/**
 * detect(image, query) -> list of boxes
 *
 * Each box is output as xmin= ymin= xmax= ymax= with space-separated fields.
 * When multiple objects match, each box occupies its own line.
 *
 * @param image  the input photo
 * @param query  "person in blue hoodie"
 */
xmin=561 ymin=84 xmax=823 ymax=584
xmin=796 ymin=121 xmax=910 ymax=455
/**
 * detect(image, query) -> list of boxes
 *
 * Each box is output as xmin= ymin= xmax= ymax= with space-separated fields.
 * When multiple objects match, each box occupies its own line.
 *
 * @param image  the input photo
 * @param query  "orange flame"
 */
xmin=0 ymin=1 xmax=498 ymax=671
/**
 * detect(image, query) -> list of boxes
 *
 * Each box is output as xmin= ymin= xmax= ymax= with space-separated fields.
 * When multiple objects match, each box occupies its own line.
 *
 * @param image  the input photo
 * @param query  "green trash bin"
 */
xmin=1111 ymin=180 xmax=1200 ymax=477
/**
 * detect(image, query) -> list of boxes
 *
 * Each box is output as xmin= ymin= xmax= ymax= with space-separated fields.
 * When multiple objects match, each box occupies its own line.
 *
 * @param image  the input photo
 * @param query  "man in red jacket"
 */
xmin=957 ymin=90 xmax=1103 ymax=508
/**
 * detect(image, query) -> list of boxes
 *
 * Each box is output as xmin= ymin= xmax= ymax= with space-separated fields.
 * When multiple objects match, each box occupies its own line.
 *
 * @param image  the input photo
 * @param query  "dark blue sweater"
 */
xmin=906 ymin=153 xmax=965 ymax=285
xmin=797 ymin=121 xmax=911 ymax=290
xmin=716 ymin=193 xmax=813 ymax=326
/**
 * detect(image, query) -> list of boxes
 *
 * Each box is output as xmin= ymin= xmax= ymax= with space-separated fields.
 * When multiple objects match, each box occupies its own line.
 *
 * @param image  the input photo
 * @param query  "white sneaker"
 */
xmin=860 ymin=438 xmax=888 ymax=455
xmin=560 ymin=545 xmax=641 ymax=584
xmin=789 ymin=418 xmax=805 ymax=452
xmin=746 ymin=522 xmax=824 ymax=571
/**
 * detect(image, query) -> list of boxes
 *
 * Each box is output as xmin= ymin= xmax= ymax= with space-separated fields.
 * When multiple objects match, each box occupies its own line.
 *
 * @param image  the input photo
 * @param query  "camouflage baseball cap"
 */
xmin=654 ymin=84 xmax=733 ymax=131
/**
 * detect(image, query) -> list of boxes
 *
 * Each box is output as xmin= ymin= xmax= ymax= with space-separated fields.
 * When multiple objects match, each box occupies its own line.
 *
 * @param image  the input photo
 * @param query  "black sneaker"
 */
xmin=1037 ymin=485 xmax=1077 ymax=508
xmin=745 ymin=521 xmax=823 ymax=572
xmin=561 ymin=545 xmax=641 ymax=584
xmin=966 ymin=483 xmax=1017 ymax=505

#### [Activity]
Every line in the records above that contains the word "sneaker" is to be copied out.

#### [Output]
 * @param query  "white sneaker"
 * @param query  "black sneaker"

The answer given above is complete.